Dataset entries
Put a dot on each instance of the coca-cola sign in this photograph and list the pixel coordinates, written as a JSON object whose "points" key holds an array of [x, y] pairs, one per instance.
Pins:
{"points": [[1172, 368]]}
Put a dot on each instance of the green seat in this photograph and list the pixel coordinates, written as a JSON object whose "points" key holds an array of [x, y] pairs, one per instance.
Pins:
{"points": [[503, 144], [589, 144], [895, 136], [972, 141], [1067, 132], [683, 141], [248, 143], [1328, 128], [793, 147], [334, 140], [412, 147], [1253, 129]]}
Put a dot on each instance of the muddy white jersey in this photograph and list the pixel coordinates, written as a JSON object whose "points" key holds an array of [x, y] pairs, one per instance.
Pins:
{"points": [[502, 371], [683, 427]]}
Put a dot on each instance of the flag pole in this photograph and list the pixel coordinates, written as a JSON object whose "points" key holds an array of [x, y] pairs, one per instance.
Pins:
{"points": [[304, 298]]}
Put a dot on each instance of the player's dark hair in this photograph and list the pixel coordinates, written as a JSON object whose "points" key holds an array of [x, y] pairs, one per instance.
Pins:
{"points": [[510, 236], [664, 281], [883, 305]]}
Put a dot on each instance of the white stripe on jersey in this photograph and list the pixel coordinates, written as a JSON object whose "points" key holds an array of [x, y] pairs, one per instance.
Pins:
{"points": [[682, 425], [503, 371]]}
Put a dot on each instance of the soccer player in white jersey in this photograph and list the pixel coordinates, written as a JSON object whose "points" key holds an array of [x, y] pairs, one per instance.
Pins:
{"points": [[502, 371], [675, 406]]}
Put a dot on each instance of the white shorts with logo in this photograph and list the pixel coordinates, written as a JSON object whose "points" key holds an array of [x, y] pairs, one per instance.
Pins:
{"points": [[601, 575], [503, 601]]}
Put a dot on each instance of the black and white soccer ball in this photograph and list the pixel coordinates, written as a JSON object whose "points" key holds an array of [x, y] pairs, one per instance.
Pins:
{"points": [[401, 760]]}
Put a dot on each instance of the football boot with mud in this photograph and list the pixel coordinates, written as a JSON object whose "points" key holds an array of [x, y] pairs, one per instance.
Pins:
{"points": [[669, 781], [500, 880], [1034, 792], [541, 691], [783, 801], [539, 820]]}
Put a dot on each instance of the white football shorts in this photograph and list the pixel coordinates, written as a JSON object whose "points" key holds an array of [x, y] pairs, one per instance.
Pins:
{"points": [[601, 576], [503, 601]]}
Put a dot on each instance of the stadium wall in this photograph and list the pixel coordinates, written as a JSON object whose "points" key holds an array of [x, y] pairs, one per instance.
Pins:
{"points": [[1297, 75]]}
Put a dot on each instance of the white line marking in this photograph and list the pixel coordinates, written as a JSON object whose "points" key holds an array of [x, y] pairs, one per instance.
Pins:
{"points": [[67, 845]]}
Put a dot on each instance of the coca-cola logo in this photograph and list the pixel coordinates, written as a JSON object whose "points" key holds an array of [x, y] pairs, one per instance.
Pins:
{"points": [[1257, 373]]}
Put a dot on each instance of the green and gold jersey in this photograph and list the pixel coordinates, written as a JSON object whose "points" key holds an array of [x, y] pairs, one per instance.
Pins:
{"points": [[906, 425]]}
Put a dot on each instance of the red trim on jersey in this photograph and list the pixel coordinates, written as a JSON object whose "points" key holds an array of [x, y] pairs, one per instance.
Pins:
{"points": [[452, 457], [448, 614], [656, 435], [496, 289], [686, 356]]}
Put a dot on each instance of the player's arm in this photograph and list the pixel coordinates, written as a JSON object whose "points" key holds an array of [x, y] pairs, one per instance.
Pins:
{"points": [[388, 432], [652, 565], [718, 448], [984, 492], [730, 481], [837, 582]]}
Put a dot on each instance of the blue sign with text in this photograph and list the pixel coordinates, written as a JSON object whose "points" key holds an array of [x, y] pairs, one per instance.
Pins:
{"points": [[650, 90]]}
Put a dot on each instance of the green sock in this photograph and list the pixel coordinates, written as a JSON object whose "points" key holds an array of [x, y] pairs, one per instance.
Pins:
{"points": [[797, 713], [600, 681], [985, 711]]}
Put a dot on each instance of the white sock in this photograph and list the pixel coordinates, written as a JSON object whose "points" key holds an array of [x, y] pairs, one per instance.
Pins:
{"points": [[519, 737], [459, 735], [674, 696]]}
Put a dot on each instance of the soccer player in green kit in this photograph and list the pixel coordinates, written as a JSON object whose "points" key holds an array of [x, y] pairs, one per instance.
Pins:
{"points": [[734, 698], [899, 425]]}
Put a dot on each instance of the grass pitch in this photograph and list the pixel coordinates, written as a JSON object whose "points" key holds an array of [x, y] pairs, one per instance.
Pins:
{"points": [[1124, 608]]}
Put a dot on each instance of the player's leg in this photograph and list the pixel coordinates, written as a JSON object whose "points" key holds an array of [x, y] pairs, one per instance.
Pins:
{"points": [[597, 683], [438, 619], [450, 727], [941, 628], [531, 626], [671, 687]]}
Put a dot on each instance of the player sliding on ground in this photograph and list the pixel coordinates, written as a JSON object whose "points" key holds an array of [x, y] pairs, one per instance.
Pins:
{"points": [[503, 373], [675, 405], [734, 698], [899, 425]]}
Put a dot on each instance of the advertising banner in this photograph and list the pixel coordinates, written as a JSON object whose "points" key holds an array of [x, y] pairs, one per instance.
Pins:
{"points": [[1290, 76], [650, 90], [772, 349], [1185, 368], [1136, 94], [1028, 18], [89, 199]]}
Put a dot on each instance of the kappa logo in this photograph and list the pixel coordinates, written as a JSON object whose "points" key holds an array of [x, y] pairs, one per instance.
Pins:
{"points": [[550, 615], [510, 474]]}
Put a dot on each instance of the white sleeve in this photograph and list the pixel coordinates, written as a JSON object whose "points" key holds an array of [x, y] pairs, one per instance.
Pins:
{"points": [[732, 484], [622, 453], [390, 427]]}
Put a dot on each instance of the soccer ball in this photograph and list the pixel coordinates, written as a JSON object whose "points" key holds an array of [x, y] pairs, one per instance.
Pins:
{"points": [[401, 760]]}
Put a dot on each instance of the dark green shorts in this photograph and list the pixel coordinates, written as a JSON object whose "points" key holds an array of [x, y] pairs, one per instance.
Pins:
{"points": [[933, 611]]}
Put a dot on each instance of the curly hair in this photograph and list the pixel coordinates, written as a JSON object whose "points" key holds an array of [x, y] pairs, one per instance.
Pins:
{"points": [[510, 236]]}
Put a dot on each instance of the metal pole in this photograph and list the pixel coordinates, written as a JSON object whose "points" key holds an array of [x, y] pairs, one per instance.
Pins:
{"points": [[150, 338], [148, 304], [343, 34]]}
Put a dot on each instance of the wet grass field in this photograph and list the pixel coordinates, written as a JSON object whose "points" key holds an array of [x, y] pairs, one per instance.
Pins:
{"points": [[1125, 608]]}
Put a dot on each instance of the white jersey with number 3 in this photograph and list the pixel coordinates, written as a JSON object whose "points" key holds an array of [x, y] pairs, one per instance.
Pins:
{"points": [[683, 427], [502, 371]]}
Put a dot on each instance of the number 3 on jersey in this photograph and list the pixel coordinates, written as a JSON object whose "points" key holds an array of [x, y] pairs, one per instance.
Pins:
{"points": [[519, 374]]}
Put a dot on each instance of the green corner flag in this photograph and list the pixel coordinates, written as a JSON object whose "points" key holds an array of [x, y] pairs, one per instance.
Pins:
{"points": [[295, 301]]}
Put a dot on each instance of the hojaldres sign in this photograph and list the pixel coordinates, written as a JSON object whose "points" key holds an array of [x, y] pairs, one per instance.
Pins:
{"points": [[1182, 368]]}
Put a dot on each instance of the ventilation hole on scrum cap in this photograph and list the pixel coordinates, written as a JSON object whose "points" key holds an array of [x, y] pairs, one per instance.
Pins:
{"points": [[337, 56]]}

:: YOUR TASK ::
Where a line above includes "soccer", copy that line.

:: TASK SOLUTION ::
Put a dot on each instance of the soccer player in white jersey in this photograph and list the pixel coordinates, written as a JSON object whose "points" key holds an array of [x, y] pairs, one per instance.
Put a dot on each instance of the black and white soccer ball in this photograph and list the pixel coordinates, written as a JSON object whose "points" key holds an array of [x, y] pairs, one per instance.
Put a dot on each instance of the soccer player in green kit in this photograph and list the pixel coordinates, written as a JSON object whose "points" key holds an array of [x, y] pairs, one per instance.
Put a dot on each instance of the soccer ball in this photograph and list the pixel coordinates, written as a JSON object whose "points" key holds an array of [x, y] pairs, one per instance.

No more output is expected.